→ Directions: Copy out every one of the records below word for word, changing nothing.

→ Extracted records:

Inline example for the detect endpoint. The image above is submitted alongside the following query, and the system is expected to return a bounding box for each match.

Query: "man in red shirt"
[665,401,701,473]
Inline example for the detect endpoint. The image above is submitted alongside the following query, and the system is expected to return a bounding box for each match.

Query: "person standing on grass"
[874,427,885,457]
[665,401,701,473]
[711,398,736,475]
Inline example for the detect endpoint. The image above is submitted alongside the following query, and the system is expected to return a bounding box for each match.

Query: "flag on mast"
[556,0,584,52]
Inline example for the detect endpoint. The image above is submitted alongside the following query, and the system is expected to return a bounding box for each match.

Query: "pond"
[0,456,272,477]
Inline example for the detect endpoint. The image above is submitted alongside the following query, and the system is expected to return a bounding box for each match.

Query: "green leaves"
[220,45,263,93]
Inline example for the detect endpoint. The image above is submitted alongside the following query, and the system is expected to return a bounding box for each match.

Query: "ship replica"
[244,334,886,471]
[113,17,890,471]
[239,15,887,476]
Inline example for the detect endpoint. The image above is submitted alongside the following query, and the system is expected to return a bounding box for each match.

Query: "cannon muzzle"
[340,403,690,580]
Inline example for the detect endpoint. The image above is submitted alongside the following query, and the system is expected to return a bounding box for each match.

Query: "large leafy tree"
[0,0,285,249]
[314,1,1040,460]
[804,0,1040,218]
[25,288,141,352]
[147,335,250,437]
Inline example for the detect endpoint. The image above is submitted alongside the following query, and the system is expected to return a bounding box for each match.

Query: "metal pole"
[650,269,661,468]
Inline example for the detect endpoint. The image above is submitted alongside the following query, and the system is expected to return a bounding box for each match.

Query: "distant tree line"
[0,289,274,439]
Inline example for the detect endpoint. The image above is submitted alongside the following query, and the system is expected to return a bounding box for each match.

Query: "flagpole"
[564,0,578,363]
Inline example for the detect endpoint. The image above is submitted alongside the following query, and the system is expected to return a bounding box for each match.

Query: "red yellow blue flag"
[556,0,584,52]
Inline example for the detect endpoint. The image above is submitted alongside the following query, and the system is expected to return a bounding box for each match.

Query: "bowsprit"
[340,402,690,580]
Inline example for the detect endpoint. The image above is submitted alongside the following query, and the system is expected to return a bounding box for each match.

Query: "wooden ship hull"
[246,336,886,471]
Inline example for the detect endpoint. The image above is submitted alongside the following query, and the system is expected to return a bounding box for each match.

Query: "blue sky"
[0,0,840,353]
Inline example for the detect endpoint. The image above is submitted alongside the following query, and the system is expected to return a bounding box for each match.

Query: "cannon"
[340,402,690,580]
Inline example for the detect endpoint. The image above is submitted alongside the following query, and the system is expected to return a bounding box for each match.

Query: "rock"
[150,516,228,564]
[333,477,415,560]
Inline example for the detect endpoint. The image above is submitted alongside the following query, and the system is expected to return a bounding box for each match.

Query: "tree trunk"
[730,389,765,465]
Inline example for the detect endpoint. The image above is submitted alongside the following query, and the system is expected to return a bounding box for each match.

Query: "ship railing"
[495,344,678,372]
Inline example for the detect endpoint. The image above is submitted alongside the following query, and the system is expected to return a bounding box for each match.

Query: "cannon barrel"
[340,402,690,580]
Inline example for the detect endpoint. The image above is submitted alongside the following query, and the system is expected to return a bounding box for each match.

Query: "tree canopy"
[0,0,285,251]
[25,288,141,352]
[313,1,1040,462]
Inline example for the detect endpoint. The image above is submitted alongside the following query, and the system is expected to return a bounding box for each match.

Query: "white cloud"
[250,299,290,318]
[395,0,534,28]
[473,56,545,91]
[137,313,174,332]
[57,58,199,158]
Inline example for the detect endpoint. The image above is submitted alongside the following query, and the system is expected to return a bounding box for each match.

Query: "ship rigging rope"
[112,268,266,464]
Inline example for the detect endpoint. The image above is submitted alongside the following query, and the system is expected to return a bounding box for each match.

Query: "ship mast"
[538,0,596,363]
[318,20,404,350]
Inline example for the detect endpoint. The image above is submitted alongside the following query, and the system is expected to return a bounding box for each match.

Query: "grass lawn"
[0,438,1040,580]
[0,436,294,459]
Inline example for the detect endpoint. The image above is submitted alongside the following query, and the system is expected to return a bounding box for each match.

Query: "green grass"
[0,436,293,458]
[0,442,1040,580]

→ Worked solution:
Inline example for the detect endpoint. The image above is submitted alongside the following query, and the system is expected to return a bounding box for each match.

Query: "man in red shirt"
[665,401,701,473]
Inline example for the detect endpoint. The image above is submitted alongside the following query, and the system is expected to return a bounding box for each match.

Query: "person standing on grass"
[874,427,885,457]
[665,401,701,473]
[711,398,736,475]
Inline example for the detect endpoint. The image above is submitted alongside the following query, and the system is expected to return a bounding box for each match.

Query: "flag on mast"
[556,0,584,52]
Inline example for the detect endpoint. The image above is submitted alongside the following query, and the system is expected to return a bounding box for each match.

Query: "pond"
[0,456,272,477]
Inline example for the detect endpoint. The image above is submitted alongside the following query, and the system is expected to return a bounding box for each match.

Query: "green leaves"
[220,45,263,93]
Inline example for the detect endpoint. The image above is submitted alongside the following query, and the system is expected to return a bounding box for each match.

Query: "ship replica"
[244,334,886,471]
[113,17,890,471]
[239,15,887,476]
Inline example for the detect endpoint. The image above is submitted alongside the following query, and the system is expected to return a bounding box for each match.

Query: "cannon muzzle"
[340,403,690,580]
Inline example for the detect endpoint. The image above is submitted alongside the following query, and the system is expected to return a bounding box for each match.

Query: "large leafy tree"
[0,0,285,249]
[314,1,1040,460]
[804,0,1040,218]
[25,288,141,352]
[147,335,250,437]
Inline example for the detect endpoint. The image above is submitted alongside the following query, and the system is expected to return a bounding box for each match.

Query: "metal pole"
[650,269,661,468]
Inline example for the detect endpoint. The image above is submitted alongside the following query, and the system is expected to return a bounding box for each match.

Query: "distant tree line"
[0,289,274,439]
Inline example for the detect endpoint. The image above is submitted alongside the following query, and the system is expected to return a bounding box for each match.

Query: "flagpole"
[564,0,578,363]
Inline example for the detect endpoint. The image above is submitted alongside the following query, and the system is expected to return a bounding box for each match.

Query: "red yellow blue flag"
[556,0,584,52]
Inline example for the detect endpoint. The image above is submitted alongside the following query, and the system is expected to return a bounding box for each match.

Query: "bowsprit"
[340,402,690,580]
Inline example for the detect endpoint. The image above is submitted alongside the following query, and the system is expected to return a bounding box for each match.

Query: "wooden ship hull"
[246,336,886,471]
Inline example for the detect endpoint. The image above is submitted alongside the following query, and the system is expected to return a bounding box for each match.

Query: "blue sky"
[0,0,840,353]
Inline example for the detect endpoint. The image above is submitted alongside the following query, and the system is expected to return a bounding box for each match.

Query: "cannon"
[340,402,690,580]
Inline example for the detect endpoint. The image above is submitted alongside the following query, and the system is expected to return a bounding box for each match.

Query: "rock"
[150,516,228,564]
[333,477,415,560]
Inline example for the detect endpoint. The image above is submitted alongside the following query, and the system is expected to return a bounding box for each match.

Query: "tree trunk"
[730,389,765,465]
Inline example for the detect endpoint. The image above is submitted alongside the following query, and the system is expected to return a bounding box for each match.

Query: "ship railing"
[495,344,678,372]
Inline example for the detect endpoint. The image above is submitted alongside the following query, and the system is expected to return a bounding box for each match.

Query: "cannon barrel"
[340,402,690,580]
Inline example for the detect endpoint. The image above is submitted alongside the following query, and the system is expected to return a bounding box for each match.

Query: "tree canopy"
[0,0,285,251]
[25,288,141,352]
[313,1,1040,462]
Inline example for the detect endpoint. The image above is submitted alongside the following query, and the system is expected to return a bounding box for each match.

Query: "white cloud"
[250,299,290,318]
[395,0,534,28]
[473,56,545,91]
[137,313,174,332]
[57,58,199,158]
Inline example for the detect endpoint. The image above is submitted alongside the following query, and the system is expected to return a bounding box for each match.

Query: "ship rigging rope"
[112,268,266,464]
Inline example for the detect endpoint. The image above is submitted alongside the following query, and the system is expected to return a bounding box for each match.

Query: "ship mast"
[538,0,596,363]
[318,20,404,350]
Inline example for the detect endpoint. The image above is submitted alongside the following query, and the system is expected to return a bounding box for each match.

Query: "grass lawn"
[0,438,1040,580]
[0,436,294,459]
Inline example for the detect endpoint. The image above is submitted alongside the following query, and the system is expected to return a bounding box for each match.

Query: "green grass"
[0,436,293,458]
[0,442,1040,580]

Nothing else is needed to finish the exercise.